- _STATED GOAL_: Report each line in the records below that contains the string "mirror". Reproduce every such line in full.

Bounding-box records:
----------------------------------------

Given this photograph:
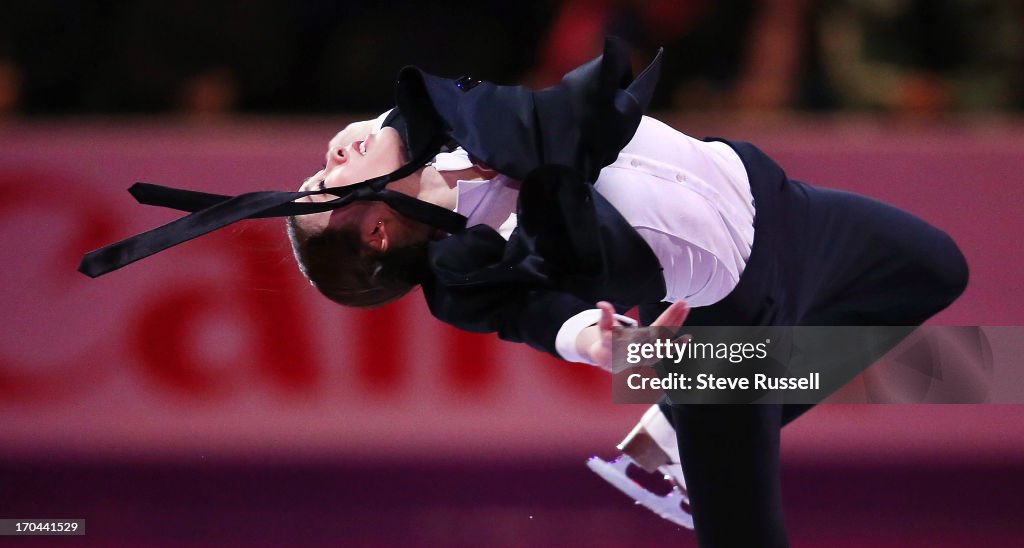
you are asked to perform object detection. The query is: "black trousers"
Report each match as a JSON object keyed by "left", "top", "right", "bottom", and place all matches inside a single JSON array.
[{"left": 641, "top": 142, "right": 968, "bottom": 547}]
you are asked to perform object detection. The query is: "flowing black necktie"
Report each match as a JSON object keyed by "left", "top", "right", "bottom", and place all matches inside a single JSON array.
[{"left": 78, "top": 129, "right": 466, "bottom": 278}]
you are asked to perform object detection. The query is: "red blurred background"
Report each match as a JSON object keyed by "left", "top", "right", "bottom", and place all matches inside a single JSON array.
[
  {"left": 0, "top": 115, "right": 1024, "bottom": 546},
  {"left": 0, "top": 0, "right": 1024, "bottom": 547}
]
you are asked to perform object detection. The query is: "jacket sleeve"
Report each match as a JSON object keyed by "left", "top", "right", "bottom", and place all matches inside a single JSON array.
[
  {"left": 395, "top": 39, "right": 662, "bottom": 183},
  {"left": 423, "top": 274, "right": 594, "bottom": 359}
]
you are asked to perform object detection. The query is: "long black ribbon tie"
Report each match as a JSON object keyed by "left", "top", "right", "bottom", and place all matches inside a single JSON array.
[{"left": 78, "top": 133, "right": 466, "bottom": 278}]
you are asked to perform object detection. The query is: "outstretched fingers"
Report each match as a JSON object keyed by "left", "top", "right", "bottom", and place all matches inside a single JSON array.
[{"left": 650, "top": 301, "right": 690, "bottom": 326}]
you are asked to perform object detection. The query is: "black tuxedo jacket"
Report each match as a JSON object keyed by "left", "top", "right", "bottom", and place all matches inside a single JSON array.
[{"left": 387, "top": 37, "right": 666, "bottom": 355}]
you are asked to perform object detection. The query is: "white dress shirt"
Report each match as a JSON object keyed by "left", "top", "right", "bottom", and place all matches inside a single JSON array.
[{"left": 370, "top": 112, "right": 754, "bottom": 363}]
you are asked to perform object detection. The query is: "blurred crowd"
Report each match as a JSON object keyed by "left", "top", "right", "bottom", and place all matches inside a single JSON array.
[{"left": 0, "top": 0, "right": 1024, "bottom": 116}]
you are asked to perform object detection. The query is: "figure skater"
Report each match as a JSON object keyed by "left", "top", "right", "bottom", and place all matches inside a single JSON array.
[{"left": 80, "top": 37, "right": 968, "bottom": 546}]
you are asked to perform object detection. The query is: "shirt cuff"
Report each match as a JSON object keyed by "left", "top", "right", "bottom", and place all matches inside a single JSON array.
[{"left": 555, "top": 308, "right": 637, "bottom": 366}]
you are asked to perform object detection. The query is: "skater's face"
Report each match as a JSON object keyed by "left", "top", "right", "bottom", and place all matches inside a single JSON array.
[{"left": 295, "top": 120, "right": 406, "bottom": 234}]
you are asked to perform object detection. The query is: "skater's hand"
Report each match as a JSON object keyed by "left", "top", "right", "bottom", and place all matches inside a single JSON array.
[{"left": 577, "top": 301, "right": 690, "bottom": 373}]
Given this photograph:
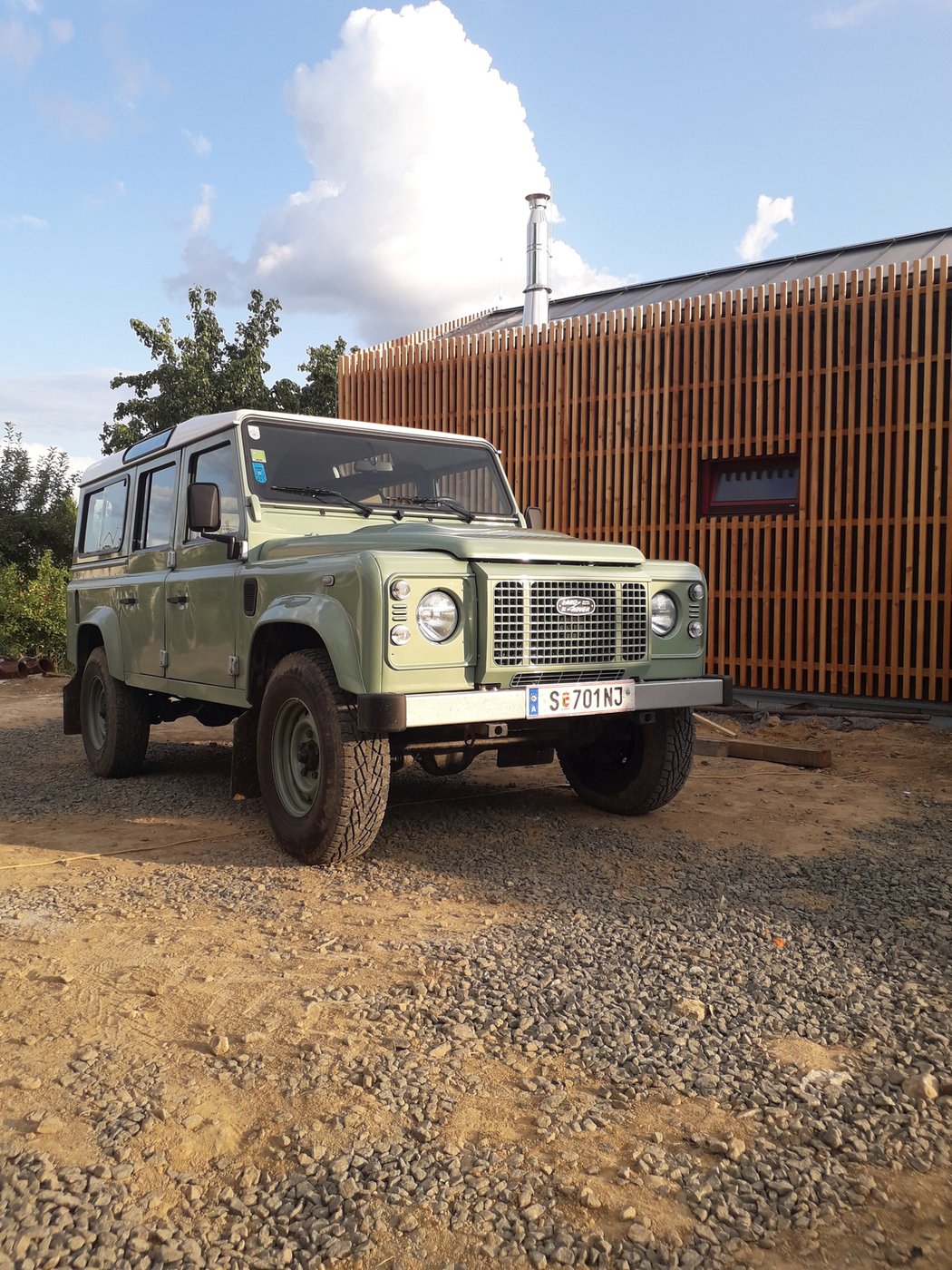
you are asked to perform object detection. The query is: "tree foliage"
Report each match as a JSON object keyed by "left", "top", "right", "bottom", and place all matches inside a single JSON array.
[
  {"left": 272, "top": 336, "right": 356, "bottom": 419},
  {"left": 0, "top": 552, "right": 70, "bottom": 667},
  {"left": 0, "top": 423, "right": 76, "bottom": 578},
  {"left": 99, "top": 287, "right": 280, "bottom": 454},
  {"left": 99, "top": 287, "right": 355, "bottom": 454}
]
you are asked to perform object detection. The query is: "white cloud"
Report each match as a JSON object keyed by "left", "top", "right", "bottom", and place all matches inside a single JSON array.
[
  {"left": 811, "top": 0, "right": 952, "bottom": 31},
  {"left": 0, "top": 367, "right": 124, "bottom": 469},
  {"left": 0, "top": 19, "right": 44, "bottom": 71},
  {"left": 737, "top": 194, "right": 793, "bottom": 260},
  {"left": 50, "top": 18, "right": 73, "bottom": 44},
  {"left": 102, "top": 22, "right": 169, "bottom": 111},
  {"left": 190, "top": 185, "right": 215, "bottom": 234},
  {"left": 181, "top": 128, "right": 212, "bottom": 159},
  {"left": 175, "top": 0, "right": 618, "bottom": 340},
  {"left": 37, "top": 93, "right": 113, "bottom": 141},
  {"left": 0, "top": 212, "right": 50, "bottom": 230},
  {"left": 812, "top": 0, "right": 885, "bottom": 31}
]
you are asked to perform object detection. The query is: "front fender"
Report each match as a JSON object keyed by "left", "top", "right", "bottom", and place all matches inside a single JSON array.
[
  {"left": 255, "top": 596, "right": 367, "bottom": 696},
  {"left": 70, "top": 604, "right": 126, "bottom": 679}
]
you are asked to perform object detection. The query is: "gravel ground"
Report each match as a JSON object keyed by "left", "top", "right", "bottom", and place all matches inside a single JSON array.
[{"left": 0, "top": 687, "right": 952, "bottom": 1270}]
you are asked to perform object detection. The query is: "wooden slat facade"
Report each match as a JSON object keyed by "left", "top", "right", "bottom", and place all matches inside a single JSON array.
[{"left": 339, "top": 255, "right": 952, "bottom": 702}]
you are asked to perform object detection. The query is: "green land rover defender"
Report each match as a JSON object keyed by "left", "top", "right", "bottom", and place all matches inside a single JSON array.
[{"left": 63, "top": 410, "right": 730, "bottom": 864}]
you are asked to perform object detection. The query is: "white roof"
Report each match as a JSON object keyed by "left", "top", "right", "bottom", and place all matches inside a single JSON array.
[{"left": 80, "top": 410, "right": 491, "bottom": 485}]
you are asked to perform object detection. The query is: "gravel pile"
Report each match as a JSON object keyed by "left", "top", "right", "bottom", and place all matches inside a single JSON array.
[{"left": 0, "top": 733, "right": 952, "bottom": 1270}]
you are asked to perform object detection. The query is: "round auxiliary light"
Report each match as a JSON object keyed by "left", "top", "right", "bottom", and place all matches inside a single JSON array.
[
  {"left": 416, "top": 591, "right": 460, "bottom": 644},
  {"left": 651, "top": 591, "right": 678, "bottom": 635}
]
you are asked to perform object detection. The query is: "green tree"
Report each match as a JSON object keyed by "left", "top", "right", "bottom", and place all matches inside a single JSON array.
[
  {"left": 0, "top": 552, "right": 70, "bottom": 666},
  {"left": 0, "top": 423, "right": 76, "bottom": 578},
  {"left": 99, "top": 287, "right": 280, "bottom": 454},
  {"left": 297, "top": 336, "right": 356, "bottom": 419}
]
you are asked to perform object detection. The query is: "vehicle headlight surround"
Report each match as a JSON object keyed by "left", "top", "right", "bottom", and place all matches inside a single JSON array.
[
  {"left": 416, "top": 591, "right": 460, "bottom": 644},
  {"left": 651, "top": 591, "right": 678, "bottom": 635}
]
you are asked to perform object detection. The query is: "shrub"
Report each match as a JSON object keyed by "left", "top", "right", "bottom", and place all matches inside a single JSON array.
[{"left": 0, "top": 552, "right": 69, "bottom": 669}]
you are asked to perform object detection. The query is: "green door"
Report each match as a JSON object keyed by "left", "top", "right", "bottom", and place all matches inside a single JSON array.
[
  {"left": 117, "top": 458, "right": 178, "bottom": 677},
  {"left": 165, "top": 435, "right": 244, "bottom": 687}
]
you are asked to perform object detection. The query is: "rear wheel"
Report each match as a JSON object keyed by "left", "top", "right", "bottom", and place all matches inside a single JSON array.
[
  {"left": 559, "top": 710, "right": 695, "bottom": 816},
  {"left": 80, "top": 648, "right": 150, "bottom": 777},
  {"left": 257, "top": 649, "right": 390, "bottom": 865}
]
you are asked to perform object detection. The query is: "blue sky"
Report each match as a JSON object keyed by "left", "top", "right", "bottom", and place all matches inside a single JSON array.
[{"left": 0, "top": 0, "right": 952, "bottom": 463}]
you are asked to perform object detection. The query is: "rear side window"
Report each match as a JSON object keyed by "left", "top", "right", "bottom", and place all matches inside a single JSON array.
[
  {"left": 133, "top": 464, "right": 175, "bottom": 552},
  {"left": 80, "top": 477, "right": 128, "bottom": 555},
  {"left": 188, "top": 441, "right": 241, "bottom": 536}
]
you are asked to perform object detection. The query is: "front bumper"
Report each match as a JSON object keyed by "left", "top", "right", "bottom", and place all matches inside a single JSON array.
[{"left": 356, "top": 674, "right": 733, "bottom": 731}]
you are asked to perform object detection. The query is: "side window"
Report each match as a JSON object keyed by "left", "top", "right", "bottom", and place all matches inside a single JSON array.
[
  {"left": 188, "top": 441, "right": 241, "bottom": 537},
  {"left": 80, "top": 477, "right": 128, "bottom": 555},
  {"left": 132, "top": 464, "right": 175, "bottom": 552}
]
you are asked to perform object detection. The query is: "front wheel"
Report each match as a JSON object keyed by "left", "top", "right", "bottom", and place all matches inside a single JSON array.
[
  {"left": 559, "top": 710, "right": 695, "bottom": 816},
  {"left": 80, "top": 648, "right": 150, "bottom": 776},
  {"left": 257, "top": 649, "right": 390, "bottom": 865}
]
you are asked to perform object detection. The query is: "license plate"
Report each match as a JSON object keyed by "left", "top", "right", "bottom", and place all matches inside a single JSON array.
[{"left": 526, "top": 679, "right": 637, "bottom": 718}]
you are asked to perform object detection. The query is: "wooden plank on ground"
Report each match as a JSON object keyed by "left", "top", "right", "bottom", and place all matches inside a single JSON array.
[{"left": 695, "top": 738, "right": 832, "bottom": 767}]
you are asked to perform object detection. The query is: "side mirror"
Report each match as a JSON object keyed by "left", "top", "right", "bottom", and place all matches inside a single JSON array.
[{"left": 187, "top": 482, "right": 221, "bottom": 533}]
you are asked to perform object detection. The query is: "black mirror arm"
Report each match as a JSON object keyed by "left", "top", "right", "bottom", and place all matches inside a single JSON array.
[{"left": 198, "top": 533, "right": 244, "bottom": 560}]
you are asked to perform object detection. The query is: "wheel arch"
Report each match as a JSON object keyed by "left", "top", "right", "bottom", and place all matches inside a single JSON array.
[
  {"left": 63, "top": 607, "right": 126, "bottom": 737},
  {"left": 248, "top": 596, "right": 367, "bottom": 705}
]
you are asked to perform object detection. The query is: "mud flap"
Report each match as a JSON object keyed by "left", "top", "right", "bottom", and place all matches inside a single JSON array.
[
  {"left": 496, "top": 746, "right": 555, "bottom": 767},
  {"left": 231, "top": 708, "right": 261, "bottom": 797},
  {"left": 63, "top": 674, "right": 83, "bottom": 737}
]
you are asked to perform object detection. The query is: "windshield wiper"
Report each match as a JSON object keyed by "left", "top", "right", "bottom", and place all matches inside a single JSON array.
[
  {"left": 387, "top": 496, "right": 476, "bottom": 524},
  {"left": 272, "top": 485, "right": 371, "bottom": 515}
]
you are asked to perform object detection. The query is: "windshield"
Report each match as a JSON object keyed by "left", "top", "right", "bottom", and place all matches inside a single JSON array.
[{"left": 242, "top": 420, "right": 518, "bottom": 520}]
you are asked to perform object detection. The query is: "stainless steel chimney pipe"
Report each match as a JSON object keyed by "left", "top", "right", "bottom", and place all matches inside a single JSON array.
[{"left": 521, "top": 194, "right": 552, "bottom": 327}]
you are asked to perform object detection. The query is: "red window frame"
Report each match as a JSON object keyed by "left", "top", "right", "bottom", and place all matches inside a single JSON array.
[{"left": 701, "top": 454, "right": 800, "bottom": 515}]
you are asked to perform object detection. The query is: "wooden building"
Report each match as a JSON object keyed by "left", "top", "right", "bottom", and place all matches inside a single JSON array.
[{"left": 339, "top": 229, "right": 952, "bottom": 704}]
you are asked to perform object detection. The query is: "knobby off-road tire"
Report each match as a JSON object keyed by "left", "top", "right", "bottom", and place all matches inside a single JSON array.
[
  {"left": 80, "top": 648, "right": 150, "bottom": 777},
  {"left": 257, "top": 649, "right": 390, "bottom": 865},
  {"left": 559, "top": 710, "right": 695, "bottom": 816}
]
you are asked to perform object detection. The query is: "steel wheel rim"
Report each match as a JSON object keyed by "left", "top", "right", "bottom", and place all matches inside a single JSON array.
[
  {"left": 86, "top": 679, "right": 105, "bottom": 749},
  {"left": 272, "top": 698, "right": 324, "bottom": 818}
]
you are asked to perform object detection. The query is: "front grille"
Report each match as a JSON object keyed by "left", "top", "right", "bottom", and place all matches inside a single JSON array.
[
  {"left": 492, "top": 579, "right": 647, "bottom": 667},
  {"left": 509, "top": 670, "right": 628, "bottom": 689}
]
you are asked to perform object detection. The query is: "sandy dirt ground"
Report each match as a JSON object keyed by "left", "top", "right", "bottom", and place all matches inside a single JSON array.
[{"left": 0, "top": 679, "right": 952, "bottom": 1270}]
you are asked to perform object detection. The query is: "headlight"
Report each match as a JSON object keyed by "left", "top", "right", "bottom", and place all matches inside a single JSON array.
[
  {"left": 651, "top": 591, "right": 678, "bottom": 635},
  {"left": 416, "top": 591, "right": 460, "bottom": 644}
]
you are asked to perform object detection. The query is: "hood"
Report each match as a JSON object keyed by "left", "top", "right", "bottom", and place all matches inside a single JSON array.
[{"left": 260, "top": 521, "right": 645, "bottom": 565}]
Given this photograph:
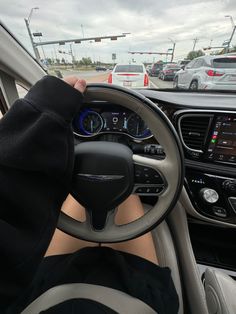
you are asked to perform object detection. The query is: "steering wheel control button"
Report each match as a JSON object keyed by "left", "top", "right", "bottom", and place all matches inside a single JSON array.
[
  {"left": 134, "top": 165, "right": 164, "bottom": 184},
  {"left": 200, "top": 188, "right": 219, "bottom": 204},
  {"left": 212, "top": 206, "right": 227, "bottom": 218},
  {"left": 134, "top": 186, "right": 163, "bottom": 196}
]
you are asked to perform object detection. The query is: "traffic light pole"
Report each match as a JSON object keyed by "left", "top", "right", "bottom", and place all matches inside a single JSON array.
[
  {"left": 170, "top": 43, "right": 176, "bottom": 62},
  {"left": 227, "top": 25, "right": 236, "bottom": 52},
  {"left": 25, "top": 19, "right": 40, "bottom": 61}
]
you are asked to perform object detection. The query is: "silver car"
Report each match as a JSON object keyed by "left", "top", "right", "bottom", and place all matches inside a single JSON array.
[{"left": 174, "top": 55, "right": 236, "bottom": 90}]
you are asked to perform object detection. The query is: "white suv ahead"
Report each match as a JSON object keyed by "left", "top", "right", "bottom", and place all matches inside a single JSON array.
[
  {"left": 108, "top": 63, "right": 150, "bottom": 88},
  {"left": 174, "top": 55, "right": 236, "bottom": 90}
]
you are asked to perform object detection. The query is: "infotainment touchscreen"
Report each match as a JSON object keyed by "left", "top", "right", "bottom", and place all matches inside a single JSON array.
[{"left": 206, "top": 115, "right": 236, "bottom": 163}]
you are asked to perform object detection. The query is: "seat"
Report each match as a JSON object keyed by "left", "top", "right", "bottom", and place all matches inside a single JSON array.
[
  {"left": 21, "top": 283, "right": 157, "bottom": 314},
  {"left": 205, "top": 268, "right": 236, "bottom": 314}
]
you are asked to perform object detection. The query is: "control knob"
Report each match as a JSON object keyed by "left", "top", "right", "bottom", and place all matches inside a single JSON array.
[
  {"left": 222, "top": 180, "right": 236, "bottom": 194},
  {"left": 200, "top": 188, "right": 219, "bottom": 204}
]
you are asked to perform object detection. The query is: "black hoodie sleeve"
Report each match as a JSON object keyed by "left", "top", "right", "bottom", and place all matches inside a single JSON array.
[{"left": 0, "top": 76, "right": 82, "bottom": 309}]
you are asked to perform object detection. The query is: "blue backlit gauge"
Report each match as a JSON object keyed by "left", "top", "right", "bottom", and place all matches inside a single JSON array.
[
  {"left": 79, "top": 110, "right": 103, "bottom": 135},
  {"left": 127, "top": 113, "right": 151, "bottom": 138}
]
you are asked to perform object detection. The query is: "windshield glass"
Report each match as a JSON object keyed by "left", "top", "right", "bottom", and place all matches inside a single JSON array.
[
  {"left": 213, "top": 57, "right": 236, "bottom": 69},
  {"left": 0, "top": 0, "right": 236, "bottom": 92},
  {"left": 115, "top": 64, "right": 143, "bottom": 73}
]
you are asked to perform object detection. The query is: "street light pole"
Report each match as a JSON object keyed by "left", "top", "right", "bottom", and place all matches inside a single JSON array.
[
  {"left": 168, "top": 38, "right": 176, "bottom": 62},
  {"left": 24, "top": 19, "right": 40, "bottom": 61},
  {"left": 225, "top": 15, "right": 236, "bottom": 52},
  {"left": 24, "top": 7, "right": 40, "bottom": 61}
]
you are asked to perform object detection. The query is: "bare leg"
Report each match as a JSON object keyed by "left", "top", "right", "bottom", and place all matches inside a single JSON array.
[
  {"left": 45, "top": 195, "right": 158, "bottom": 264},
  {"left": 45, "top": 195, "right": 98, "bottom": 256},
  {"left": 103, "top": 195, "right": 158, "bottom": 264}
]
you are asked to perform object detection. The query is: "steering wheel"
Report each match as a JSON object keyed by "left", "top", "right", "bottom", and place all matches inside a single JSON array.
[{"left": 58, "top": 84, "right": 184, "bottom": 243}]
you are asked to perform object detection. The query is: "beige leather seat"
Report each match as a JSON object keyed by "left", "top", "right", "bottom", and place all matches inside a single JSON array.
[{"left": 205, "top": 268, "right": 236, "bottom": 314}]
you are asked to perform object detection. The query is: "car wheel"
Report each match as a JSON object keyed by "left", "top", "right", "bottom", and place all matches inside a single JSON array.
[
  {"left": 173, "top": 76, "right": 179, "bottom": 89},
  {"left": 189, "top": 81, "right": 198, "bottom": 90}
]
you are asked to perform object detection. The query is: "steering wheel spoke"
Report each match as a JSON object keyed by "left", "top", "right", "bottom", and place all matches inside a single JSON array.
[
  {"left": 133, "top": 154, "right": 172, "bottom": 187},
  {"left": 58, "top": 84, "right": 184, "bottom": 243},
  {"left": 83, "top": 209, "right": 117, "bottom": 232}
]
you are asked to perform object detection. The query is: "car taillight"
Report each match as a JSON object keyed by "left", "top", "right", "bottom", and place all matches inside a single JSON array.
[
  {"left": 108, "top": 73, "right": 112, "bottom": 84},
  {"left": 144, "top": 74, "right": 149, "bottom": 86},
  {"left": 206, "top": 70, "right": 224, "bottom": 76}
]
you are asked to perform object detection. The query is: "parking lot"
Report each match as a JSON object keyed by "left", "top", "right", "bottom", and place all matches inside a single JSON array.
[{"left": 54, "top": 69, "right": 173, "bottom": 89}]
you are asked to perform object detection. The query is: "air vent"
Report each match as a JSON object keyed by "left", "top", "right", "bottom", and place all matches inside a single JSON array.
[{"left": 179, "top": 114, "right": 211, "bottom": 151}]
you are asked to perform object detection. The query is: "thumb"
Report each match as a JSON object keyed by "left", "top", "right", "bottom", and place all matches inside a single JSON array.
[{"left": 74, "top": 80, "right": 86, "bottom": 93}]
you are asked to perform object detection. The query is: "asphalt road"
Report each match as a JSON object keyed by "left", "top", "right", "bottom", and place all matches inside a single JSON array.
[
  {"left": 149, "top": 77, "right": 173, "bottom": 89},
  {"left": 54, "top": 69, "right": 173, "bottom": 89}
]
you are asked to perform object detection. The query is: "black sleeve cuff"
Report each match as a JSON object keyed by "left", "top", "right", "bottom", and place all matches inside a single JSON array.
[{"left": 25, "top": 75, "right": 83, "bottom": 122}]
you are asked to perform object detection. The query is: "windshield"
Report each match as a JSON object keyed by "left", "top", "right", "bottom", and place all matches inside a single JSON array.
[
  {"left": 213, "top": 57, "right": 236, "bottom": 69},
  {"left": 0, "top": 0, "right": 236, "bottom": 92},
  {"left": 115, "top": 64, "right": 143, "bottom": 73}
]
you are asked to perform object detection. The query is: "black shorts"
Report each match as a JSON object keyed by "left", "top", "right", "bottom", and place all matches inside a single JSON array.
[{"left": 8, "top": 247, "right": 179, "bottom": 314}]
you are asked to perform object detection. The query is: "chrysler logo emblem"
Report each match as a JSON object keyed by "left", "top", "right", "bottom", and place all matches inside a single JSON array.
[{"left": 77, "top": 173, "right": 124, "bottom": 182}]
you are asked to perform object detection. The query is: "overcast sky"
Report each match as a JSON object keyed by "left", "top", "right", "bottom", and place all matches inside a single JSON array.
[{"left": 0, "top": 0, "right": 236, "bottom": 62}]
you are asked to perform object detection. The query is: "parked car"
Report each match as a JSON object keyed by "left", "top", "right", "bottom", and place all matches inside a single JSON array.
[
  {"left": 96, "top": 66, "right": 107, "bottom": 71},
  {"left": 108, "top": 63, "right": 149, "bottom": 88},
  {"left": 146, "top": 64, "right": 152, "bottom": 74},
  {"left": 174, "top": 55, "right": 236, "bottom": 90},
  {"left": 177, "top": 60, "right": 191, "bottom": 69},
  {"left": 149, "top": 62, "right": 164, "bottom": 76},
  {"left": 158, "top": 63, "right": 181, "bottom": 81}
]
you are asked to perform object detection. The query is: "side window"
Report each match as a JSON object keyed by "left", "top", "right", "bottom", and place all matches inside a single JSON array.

----------------------------------------

- _RESPONSE_:
you are asked to perform object detection. The query is: "side mirror"
you are asked to perform object detection. The query is: "black mirror arm"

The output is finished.